Indivisibilité de la procédure de vérification des créances, droits propres du débiteur et notification à l’adresse personnelle de son représentant légal

Cour d’appel de Paris, Pôle 5 – chambre 9, 20 janvier 2022, n°21/09000

La procédure de vérification du passif étant indivisible et le débiteur disposant, en cette matière, d’un droit propre, la déclaration d’appel contre l’ordonnance de rejet du Juge commissaire doit être signifiée, à défaut de siège social en raison de la liquidation de la société, à l’adresse personnelle de son représentant légal, et non à l’adresse du liquidateur ès qualités.

La procédure de vérification du passif obéit au principe d’indivisibilité qui impose que la personne intéressée contestant l’ordonnance de rejet du juge commissaire, appelle à l’instance d’appel, à peine d’irrecevabilité, le créancier, le débiteur et le mandataire/liquidateur judiciaire (Cass. com., 28 mars 2018, n°16-26.453).

L’arrêt commenté est l’occasion pour la Cour d’appel de Paris de rappeler que le débiteur, en matière de vérification des créances dispose d’un droit propre et doit, de ce fait, être attrait à la procédure.

● Lignes fournies:
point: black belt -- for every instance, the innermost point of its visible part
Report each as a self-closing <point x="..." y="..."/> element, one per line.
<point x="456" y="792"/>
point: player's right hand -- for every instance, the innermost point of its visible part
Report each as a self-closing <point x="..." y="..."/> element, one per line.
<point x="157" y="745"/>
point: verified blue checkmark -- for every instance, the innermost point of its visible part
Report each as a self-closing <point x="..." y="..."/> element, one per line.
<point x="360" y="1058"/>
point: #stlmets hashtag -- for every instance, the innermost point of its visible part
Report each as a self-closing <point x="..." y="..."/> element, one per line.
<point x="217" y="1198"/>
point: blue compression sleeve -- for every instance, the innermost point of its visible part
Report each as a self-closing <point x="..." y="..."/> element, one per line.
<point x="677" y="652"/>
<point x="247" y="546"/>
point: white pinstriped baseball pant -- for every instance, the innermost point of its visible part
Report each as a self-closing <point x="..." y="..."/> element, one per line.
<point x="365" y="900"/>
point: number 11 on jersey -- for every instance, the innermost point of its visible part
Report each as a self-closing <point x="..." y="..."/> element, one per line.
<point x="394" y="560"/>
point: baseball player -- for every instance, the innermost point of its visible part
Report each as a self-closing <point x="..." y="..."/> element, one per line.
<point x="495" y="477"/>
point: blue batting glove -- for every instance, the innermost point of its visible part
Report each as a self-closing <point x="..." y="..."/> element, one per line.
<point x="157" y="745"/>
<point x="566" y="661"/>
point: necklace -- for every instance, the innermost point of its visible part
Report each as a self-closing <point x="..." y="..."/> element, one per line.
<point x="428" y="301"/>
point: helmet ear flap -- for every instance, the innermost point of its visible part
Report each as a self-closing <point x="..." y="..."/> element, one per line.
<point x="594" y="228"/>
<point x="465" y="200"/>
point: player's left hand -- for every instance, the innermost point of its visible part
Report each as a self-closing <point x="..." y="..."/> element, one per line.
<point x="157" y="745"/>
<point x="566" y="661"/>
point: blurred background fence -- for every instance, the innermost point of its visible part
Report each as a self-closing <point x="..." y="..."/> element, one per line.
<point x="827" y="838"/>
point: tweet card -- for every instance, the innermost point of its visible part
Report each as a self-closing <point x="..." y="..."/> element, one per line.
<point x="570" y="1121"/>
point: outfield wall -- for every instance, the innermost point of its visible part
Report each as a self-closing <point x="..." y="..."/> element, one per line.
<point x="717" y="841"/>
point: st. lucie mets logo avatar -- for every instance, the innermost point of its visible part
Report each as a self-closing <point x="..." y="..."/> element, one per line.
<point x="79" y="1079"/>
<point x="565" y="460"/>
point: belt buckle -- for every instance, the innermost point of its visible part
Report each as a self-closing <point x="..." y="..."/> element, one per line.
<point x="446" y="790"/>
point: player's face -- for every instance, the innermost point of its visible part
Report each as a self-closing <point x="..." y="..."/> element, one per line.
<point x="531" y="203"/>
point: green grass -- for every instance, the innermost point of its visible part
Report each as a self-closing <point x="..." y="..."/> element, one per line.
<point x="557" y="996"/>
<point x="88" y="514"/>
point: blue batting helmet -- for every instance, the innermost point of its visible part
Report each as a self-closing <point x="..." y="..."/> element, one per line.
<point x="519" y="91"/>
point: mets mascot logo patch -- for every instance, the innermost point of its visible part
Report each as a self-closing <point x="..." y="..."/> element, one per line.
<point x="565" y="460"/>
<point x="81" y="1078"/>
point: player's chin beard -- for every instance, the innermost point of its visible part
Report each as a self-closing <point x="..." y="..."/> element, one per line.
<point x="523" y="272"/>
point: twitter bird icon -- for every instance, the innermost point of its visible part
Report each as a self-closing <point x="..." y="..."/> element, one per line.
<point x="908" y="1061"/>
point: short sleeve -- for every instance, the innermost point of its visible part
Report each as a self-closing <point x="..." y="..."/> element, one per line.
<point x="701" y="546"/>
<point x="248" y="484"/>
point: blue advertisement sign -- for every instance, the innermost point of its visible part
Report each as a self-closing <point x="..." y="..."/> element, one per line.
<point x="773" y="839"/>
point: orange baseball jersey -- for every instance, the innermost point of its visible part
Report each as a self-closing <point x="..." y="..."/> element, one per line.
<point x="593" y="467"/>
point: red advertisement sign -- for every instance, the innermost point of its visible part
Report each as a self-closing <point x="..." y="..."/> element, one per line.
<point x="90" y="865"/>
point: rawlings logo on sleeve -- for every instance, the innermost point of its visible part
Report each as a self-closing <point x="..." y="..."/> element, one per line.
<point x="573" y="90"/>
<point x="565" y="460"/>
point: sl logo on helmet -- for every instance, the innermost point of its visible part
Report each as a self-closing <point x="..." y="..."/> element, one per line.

● Travail à faire:
D'après le texte fourni, à quelle adresse faut-il signifier la déclaration d'appel contre l'ordonnance de rejet du juge-commissaire lorsque la société n'a plus de siège social en raison de sa liquidation ?

● Solution du problème:
À l'adresse personnelle de son représentant légal, et non à l'adresse du liquidateur ès qualités.